### TASK INPUT
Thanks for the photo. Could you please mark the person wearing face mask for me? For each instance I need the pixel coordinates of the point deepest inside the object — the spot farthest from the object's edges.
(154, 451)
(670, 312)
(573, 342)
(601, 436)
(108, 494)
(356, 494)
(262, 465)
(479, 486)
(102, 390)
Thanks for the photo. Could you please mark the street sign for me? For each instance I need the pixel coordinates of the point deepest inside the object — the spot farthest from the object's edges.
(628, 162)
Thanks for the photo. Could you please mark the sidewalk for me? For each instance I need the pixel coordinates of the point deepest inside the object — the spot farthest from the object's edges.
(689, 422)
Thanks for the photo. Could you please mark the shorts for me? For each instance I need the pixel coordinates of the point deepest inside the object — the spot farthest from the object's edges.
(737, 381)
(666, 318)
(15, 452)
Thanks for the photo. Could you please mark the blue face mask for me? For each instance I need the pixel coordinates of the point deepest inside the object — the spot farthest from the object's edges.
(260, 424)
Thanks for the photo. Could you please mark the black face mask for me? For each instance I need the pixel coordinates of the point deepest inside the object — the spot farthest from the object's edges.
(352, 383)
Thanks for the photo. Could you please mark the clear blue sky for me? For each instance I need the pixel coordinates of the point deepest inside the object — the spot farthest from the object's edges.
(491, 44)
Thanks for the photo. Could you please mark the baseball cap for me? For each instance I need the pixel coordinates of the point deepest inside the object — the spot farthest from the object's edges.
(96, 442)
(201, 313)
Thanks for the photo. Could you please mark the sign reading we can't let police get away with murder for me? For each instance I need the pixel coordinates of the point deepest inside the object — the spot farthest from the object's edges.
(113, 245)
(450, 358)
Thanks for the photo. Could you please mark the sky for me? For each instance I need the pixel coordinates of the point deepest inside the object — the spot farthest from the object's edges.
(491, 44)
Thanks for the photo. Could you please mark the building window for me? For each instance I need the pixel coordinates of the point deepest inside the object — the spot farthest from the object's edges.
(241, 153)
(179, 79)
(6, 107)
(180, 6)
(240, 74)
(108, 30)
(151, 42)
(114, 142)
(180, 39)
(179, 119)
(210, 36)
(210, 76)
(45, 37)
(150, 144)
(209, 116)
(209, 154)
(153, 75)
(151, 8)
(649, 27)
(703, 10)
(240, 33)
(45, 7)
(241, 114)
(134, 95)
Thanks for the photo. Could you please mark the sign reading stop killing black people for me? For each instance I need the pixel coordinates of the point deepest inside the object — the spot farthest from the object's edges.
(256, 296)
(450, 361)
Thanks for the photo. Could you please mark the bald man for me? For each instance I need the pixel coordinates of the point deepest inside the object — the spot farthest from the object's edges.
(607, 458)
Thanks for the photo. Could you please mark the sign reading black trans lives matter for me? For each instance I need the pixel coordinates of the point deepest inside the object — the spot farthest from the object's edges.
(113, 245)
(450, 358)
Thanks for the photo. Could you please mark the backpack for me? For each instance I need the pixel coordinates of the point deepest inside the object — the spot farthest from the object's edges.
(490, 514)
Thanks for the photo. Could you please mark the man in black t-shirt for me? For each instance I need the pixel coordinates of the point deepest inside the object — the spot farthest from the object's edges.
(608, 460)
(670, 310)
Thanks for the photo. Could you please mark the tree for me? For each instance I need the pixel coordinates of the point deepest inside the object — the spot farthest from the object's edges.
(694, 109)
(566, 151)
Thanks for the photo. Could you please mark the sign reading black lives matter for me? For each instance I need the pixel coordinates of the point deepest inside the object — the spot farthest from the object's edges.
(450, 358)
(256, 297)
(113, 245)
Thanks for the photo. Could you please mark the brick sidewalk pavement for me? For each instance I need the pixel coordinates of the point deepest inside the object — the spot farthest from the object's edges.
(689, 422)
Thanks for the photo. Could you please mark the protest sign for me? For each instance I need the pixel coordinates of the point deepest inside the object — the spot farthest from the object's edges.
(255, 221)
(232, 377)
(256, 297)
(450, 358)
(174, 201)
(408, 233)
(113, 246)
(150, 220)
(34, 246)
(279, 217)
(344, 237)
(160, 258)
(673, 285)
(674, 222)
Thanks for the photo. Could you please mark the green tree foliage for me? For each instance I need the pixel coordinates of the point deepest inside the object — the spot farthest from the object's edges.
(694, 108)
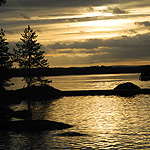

### INSTRUCTIONS TO FOLLOW
Format every one of the entries above as a numbered list, skipping any blank lines. Leave the pictures out of the answer.

### RIGHT ANSWER
1. Thanks for the photo. Could you please mark the person wearing face mask for me? For each instance I need the pixel coordinates of the point deepest inside the object — the spot farthest from the object's edges.
2. (154, 451)
3. (670, 312)
4. (573, 342)
5. (601, 436)
6. (108, 494)
7. (356, 494)
8. (262, 465)
9. (479, 486)
10. (102, 390)
11. Thanks for the photo. Could you please mark the street sign for me? For each instance I need the pixel coordinates of the point deepest inside the object — the spot farthest from the object's edges.
12. (628, 162)
13. Thanks for the photo. Could you please mark the sidewalk for me? For each instance I need the pixel coordinates of the point deepest inside the object — the spot farthest from the object's edges.
14. (689, 422)
15. Thanks for the photo. Could you please mark the shorts for me? For each instance I need the pixel coordinates of the point deepest inside the object — the spot farthest from the object's edges.
16. (737, 381)
17. (666, 318)
18. (15, 452)
19. Thanks for the photo. Could you please mark the blue face mask for me? For each instance I need the pixel coordinates of the point deepest inside the object — the spot farthest from the object's edges.
20. (260, 424)
21. Thanks for the photo. Could you please mark the black face mask for me? For each instance I need the pixel coordinates of the point deepest inside the object — the spot farthest from the object's edges.
22. (352, 383)
23. Thanks for the photo. Could you please mark the clear blue sky for me? For each instance I need the pixel coordinates of the point deepest inside the object — the spot farthest from the object's edges.
24. (491, 44)
25. Thanks for the photo. Could you please mark the baseball cap for me? For each instance I need the pixel coordinates of the point deepest inside the object — the spot farthest from the object's edges.
26. (96, 442)
27. (201, 313)
28. Thanks for the photo. Could you please mark the sign reading we can't let police get away with murder for me? For each instance I need the pixel coordinates of the point deepest inside the object — the spot farthest from the object's edges.
29. (113, 245)
30. (450, 358)
31. Thanks for the photo. Could you please mark the sky for me? For each instance I need the pixel coordinates of the point deepest inside the object — the spot farthest from the object's edges.
32. (491, 44)
33. Thanks for the photo. Could you please mark the building window for me? For each instance I need the pixel coordinates of the point deepest inside the object — the spot farthest from the object's edges.
34. (241, 153)
35. (179, 79)
36. (6, 107)
37. (180, 6)
38. (240, 74)
39. (108, 30)
40. (151, 42)
41. (114, 142)
42. (180, 39)
43. (179, 119)
44. (210, 36)
45. (210, 76)
46. (45, 37)
47. (150, 144)
48. (209, 116)
49. (209, 154)
50. (153, 75)
51. (151, 8)
52. (649, 27)
53. (703, 10)
54. (240, 33)
55. (45, 7)
56. (241, 114)
57. (134, 95)
58. Thanks for the photo. Could you please mark the sign reading stop killing black people for me? For each instance I need the pixel coordinates of the point deepest inside the object — the spot farthest from the object's edges.
59. (256, 296)
60. (450, 361)
61. Thanks for the photo. Could you please mark the bald man for me? For each instance I need the pixel coordinates of the point deepest inside the object — the spot farthest from the object's edges.
62. (607, 458)
63. Thanks for the photo. Could you please mark the sign reading black trans lives matter for me? For each instance I need the pixel coordinates of the point deepest inside the object — the spot farthest from the object's edges.
64. (113, 245)
65. (450, 358)
66. Thanks for the photo. Could you please mark the backpack for me? For each instance I need the pixel coordinates of the point deepest inside the object — the spot farthest from the object's edges.
67. (490, 514)
68. Thanks for the photo. Could you please mark the man in black t-shirt for me? For each instance I need the pixel coordinates of the point deepest inside the object — the spot farthest from the object's edges.
69. (608, 460)
70. (670, 310)
71. Thanks for the photo. Could you please mark the tree for me? For each instance I need the pixel coordinates of the point deepest inside the object — the spot farthest from the object's edges.
72. (694, 109)
73. (566, 151)
74. Thanks for the photo. Could you please mark the sign reading black lives matter for me? For each instance I need the pixel coordinates of the point deepest inside the object — the spot farthest from the object's edges.
75. (450, 358)
76. (256, 297)
77. (113, 245)
78. Thanks for the photo. Could you please mark the brick sidewalk pavement for me? For each instance I need the pixel coordinates of the point deepest inside the object — the spot farthest from the object's edges.
79. (689, 422)
80. Thanks for the photo. Could you please mark the protest sign for me? For each instance I need the pixel coordinates of the point deepest inside the object — the spot farthest from the object's edges.
81. (255, 221)
82. (232, 377)
83. (256, 297)
84. (450, 358)
85. (174, 201)
86. (408, 233)
87. (113, 246)
88. (150, 220)
89. (34, 246)
90. (279, 217)
91. (344, 237)
92. (160, 258)
93. (673, 285)
94. (674, 222)
95. Thanks for the photo. Could you please mark the green tree foliage for me? For each instance I need the pixel coordinates of the point deepest inside the object — the spot farthest from the object's edges.
96. (694, 108)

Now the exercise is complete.